= EXTRACT TO READ =
++++++++++++++++++++
Heart Hero – Sydnie Van De Kieft

There is a scar that runs down the center of my daughter’s chest. It isn’t ugly, in-fact, it is quite beautiful. A Badge of Honor, inscribed in her chest, with a knife, as Sydnie grows older we will explain to her that the bible says; although the world is evil and passing away, there are three things God gave us: Faith, Hope, and Love. The greatest of these is love.

We were at our 20 week ultrasound appointment, the specialist discovered that the growth of Sydnie’s heart was abnormal. The left side was smaller then the right. It was AVSD (Atrioventicular Septal Defect); same family as HLHS.

Sydnie had a first (Norwood) of a series of heart surgeries, when she was 11 days old. We went home, then returned. Sydnie was having some complications with her oxygen levels. Sydnie, was going into heart failure. She had to do an emergency heart cath to put stints in her aortic arch and pulmonary veins.

We stayed in the hospital for a couple of weeks, thinking that we are going to be there until the 2nd surgery (the Glenn) of the series. Sydnie’s heart wasn’t functioning. There was nothing that the doctors could do. The best option would be to put her on the transplant list. We knew that would be the best thing for Sydnie.
++++++++++++++++++++
= PROBLEM DETAILS =
The text about Sydnie's heart says the Bible names certain things God gave us. List every one of them.
++++++++++++++++++++
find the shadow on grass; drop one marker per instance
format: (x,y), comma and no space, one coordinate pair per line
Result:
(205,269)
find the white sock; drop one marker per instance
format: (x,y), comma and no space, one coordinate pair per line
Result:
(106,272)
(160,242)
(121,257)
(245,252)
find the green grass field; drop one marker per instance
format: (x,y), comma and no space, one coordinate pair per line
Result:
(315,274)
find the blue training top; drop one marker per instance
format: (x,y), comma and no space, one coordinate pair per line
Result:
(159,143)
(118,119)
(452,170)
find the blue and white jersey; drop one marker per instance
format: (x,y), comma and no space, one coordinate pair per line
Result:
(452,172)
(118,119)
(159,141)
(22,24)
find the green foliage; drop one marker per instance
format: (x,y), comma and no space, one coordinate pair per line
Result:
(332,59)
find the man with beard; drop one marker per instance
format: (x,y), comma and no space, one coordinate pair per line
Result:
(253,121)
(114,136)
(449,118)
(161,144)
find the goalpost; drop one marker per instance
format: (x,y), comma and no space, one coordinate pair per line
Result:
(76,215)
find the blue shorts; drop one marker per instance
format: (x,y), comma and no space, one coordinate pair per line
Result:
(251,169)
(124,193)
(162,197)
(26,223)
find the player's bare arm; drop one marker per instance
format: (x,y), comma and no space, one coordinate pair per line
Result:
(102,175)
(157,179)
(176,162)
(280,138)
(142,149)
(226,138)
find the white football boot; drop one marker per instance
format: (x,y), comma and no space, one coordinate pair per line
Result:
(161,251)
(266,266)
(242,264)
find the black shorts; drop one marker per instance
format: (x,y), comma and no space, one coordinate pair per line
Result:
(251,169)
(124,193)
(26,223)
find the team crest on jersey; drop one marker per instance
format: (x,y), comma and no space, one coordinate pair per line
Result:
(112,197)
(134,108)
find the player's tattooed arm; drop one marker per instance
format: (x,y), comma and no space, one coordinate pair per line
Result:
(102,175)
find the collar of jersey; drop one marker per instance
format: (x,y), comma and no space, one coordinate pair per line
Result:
++++++++++++++++++++
= EXERCISE SOLUTION =
Faith, Hope, Love